<<<<

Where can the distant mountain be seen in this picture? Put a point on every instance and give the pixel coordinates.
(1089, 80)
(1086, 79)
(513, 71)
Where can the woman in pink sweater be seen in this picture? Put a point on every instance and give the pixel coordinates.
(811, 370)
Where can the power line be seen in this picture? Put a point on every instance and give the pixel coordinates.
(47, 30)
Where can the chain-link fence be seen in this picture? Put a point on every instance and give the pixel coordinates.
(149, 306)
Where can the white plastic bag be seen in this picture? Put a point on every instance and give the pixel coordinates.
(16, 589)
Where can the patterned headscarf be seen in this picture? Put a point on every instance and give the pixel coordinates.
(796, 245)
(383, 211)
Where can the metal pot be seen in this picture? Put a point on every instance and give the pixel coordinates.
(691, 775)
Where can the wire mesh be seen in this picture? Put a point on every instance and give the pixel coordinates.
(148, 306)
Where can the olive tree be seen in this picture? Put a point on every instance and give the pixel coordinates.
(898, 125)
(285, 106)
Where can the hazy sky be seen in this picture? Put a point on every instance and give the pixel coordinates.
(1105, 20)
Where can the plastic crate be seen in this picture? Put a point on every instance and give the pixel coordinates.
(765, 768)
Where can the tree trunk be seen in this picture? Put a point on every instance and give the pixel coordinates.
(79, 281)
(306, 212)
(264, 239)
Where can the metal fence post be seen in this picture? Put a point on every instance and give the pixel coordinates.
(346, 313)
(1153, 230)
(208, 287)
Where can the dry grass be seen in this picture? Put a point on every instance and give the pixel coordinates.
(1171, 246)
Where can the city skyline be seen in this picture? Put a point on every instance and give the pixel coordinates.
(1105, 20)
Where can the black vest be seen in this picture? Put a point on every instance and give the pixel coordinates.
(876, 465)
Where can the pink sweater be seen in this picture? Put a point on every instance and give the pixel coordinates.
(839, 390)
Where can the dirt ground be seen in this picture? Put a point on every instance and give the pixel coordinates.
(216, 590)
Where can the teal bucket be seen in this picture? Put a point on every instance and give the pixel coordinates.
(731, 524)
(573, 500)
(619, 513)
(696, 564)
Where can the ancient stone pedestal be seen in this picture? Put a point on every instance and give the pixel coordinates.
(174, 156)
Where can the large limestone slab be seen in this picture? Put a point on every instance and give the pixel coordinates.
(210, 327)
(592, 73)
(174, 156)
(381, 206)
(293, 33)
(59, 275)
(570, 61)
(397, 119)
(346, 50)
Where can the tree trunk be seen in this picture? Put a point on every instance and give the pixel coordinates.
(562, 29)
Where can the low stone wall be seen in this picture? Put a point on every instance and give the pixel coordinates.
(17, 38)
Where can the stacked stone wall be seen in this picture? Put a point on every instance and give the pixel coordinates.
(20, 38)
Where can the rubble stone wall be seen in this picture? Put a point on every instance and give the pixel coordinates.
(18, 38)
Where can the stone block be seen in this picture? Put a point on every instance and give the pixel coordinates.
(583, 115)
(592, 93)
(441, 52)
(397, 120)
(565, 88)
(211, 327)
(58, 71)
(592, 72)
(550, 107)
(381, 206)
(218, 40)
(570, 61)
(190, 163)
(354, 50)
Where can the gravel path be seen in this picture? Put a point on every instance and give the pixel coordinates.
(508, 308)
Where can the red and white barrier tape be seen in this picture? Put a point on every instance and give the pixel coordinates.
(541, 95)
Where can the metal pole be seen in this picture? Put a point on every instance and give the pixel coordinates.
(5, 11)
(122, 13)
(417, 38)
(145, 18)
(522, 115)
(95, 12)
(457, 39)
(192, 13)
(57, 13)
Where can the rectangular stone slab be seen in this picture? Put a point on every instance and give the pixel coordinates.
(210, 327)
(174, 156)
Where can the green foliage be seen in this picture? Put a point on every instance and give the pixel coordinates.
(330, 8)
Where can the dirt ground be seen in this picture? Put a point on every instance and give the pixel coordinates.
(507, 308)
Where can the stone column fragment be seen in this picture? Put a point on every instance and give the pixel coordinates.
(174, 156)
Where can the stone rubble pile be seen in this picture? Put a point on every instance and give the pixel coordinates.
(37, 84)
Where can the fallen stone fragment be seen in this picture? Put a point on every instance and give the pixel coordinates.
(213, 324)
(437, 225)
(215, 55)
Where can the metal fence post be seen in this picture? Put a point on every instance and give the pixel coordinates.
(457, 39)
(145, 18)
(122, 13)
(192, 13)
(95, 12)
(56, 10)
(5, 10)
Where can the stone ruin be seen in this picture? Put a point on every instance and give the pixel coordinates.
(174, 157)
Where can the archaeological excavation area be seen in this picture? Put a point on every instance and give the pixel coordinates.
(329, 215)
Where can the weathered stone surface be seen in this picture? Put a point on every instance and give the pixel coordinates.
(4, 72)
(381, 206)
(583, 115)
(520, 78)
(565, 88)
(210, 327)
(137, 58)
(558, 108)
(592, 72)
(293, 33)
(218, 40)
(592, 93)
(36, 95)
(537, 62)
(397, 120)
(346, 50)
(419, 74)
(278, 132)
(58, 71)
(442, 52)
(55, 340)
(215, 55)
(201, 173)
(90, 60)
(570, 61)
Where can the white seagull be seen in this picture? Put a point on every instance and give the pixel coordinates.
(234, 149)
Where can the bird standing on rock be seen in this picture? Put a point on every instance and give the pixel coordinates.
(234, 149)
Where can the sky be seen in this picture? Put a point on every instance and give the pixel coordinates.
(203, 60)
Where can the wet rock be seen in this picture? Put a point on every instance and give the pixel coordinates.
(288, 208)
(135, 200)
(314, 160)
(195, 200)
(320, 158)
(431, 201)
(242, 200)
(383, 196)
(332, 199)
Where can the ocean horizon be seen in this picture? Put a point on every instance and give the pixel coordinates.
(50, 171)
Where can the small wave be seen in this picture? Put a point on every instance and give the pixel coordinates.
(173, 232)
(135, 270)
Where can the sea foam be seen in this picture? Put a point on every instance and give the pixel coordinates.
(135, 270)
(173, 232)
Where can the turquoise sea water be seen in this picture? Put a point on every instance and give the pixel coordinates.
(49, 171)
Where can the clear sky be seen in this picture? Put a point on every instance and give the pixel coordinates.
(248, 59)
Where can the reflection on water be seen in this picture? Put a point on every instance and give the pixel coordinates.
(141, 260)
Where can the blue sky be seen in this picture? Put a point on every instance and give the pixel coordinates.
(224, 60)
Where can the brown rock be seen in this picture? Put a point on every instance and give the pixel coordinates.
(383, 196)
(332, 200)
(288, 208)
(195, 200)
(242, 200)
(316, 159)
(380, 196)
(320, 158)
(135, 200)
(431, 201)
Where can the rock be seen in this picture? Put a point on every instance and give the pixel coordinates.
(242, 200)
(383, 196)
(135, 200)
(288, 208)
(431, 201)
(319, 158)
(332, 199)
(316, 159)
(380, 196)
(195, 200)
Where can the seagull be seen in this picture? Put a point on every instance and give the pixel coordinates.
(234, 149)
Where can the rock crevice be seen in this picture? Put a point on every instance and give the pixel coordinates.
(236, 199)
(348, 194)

>>>>

> Problem to work on
Return all of the lines above as a JSON list of strings, with one string for each line and blank lines skipped.

> Expected answer
[
  "Where can the distant mountain be seen in this picture? Put a point on every instance and give the pixel coordinates.",
  "(1089, 80)",
  "(1086, 79)",
  "(513, 71)",
  "Where can the woman in pink sweater be seen in this picture? Put a point on every instance and give the pixel coordinates.",
  "(811, 370)",
  "Where can the power line be seen in this picture? Put a point on every instance and give the pixel coordinates.",
  "(47, 30)",
  "Where can the chain-link fence be seen in this picture? Put a point on every instance and give the pixel coordinates.",
  "(149, 306)",
  "Where can the white plastic bag be seen in this picture? Put a point on every instance and give the pixel coordinates.",
  "(16, 589)",
  "Where can the patterned headscarf be seen in this picture? Put a point on every instance and give the pixel coordinates.",
  "(796, 245)",
  "(383, 211)",
  "Where can the metal pot be seen in this picture? Put a point on every instance and give the pixel coordinates.",
  "(691, 775)",
  "Where can the wire mesh be seen in this picture? Put a point on every instance and give the pixel coordinates.",
  "(148, 306)",
  "Where can the olive tree be seen in this picture? Put a point on every instance and give the pixel coordinates.",
  "(898, 125)",
  "(285, 106)",
  "Where can the hazy sky be seen in this picture? Put a point on every instance and give the pixel coordinates.",
  "(1105, 20)",
  "Where can the plastic crate be seen in this picture? Put a point on every instance and give the pixel coordinates.",
  "(765, 768)",
  "Where can the tree trunk be seen in this picture? Put a point on every instance and give the pixel coordinates.",
  "(79, 281)",
  "(306, 212)",
  "(264, 239)",
  "Where can the metal fence post be seen in this picture? Put a point on every instance and give the pixel coordinates.",
  "(346, 313)",
  "(1153, 230)",
  "(208, 287)",
  "Where can the dry grass be seen in this picture? Put a point on every instance and give the pixel coordinates.",
  "(1171, 246)",
  "Where can the city skyline be seen in this picture? Put a point on every instance and give the pixel coordinates.",
  "(1105, 20)",
  "Where can the black vest be seen in this picture? Put a point on every instance and give the pixel coordinates.",
  "(876, 465)",
  "Where can the pink sweater be seen in this picture? Put a point on every instance and give the pixel coordinates.",
  "(839, 390)",
  "Where can the dirt ground be seen in this picture? Put a point on every instance and give the pixel coordinates.",
  "(216, 590)",
  "Where can the teal bucket be seen in this picture? Put a point on every instance and give the pixel coordinates.",
  "(731, 524)",
  "(573, 500)",
  "(619, 513)",
  "(696, 564)",
  "Where can the ancient stone pedestal be seen in this picture? Put a point on every instance and give the pixel coordinates.",
  "(174, 156)",
  "Where can the large limestone slab be seen in this picture? Put a point on every instance and give the pixel coordinates.",
  "(210, 327)",
  "(592, 73)",
  "(174, 156)",
  "(381, 206)",
  "(293, 33)",
  "(59, 275)",
  "(570, 61)",
  "(397, 119)",
  "(346, 50)",
  "Where can the tree trunk be seen in this picture? Put a point on every instance and give the pixel coordinates.",
  "(562, 29)",
  "Where can the low stone wall be seen in this picture? Put a point on every instance and give the pixel coordinates.",
  "(17, 38)",
  "Where can the stacked stone wall be seen in this picture? Put a point on every instance and give the pixel coordinates.",
  "(20, 38)",
  "Where can the rubble stone wall be seen in this picture? Put a point on every instance and give the pixel coordinates.",
  "(18, 38)",
  "Where can the stone block be seen in this picture? Put a point on every instance and give the pixel coordinates.",
  "(583, 115)",
  "(592, 93)",
  "(441, 52)",
  "(397, 120)",
  "(565, 88)",
  "(211, 327)",
  "(58, 71)",
  "(592, 72)",
  "(550, 107)",
  "(381, 206)",
  "(218, 40)",
  "(570, 61)",
  "(190, 163)",
  "(354, 50)",
  "Where can the gravel path be seen in this picture? Put a point on every instance and give the pixel coordinates.",
  "(508, 308)",
  "Where can the red and white barrier tape be seen in this picture? Put a point on every instance and give the pixel coordinates.",
  "(541, 95)",
  "Where can the metal pole be seen in this picture? Put a point on every instance and give the pixel coordinates.",
  "(5, 11)",
  "(122, 13)",
  "(417, 38)",
  "(145, 18)",
  "(522, 115)",
  "(95, 12)",
  "(457, 39)",
  "(192, 13)",
  "(57, 13)",
  "Where can the rectangular stone slab be seen in this picture? Put a point on every instance and give the pixel coordinates.",
  "(210, 327)",
  "(174, 156)",
  "Where can the green foliage be seen in this picture? Put a point on every instance and give the pixel coordinates.",
  "(330, 8)",
  "Where can the dirt ground be seen in this picture? Put a point on every instance and give the pixel coordinates.",
  "(507, 308)",
  "Where can the stone column fragment be seen in this picture? Put a point on every instance and give the pixel coordinates.",
  "(174, 156)",
  "Where can the stone rubble pile be seen in this picture? Put a point on every instance and give the pixel coordinates.",
  "(37, 84)",
  "Where can the fallen stone fragment be seen in this picture? Put a point on every instance and give the pixel coordinates.",
  "(213, 324)",
  "(437, 225)",
  "(215, 55)",
  "Where can the metal fence post be seen in this picture? Put a point on every instance and give the pixel coordinates.",
  "(457, 39)",
  "(145, 18)",
  "(122, 13)",
  "(192, 13)",
  "(95, 12)",
  "(56, 10)",
  "(5, 10)",
  "Where can the stone ruin be seen in this picture? Put a point on every instance and give the pixel coordinates.",
  "(174, 157)",
  "Where can the archaeological excavation area be seen in this picture? Put a point on every instance and give the pixel coordinates.",
  "(329, 215)",
  "Where can the weathered stone surface be seen in this picture? Put a point on every instance and give the pixel coordinates.",
  "(4, 72)",
  "(381, 206)",
  "(583, 115)",
  "(520, 78)",
  "(565, 88)",
  "(210, 327)",
  "(137, 58)",
  "(558, 108)",
  "(592, 72)",
  "(293, 33)",
  "(218, 40)",
  "(592, 93)",
  "(36, 95)",
  "(537, 62)",
  "(397, 120)",
  "(346, 50)",
  "(419, 74)",
  "(278, 132)",
  "(58, 71)",
  "(442, 52)",
  "(55, 340)",
  "(215, 55)",
  "(201, 173)",
  "(90, 60)",
  "(570, 61)",
  "Where can the white seagull be seen in this picture? Put a point on every instance and give the pixel coordinates.",
  "(234, 149)",
  "Where can the bird standing on rock be seen in this picture? Put a point on every instance and give the pixel coordinates.",
  "(234, 149)",
  "Where can the sky be seen in this picture? Put a point on every instance and give the pixel coordinates.",
  "(203, 60)",
  "Where can the wet rock be seen in this picture? Put a point on every instance and give the pixel coordinates.",
  "(288, 208)",
  "(135, 200)",
  "(314, 160)",
  "(195, 200)",
  "(320, 158)",
  "(431, 201)",
  "(242, 200)",
  "(383, 196)",
  "(332, 199)",
  "Where can the ocean horizon be seen in this picture? Put a point on every instance and give the pixel coordinates.",
  "(50, 171)",
  "Where can the small wave be seen in this picture? Put a point on every instance and give the pixel coordinates.",
  "(173, 232)",
  "(135, 270)",
  "Where can the sea foam be seen in this picture? Put a point on every instance and give the pixel coordinates.",
  "(135, 270)",
  "(173, 232)",
  "Where can the turquoise sea water be seen in this picture? Put a point on every instance and give the pixel coordinates.",
  "(49, 171)",
  "Where can the clear sky be seen in this picture? Put a point on every instance and give the pixel coordinates.",
  "(248, 59)",
  "Where can the reflection on water be seen in this picture? Put a point on every instance and give the pixel coordinates.",
  "(141, 260)",
  "Where can the blue sky be seen in this picture? Put a point on every instance and give the pixel coordinates.",
  "(224, 60)",
  "Where can the brown rock be seen in this picture? Put a point on every instance and give the pixel coordinates.",
  "(383, 196)",
  "(332, 200)",
  "(288, 208)",
  "(195, 200)",
  "(242, 200)",
  "(316, 159)",
  "(380, 196)",
  "(320, 158)",
  "(135, 200)",
  "(431, 201)",
  "Where can the rock be seen in this picture? Put a point on every instance and give the pixel coordinates.",
  "(242, 200)",
  "(383, 196)",
  "(135, 200)",
  "(288, 208)",
  "(431, 201)",
  "(319, 158)",
  "(332, 199)",
  "(316, 159)",
  "(380, 196)",
  "(195, 200)",
  "Where can the seagull be seen in this picture? Put a point on every instance and give the pixel coordinates.",
  "(234, 149)",
  "Where can the rock crevice be seen in this picture? Put a point on every instance and give the pixel coordinates.",
  "(236, 199)",
  "(348, 194)"
]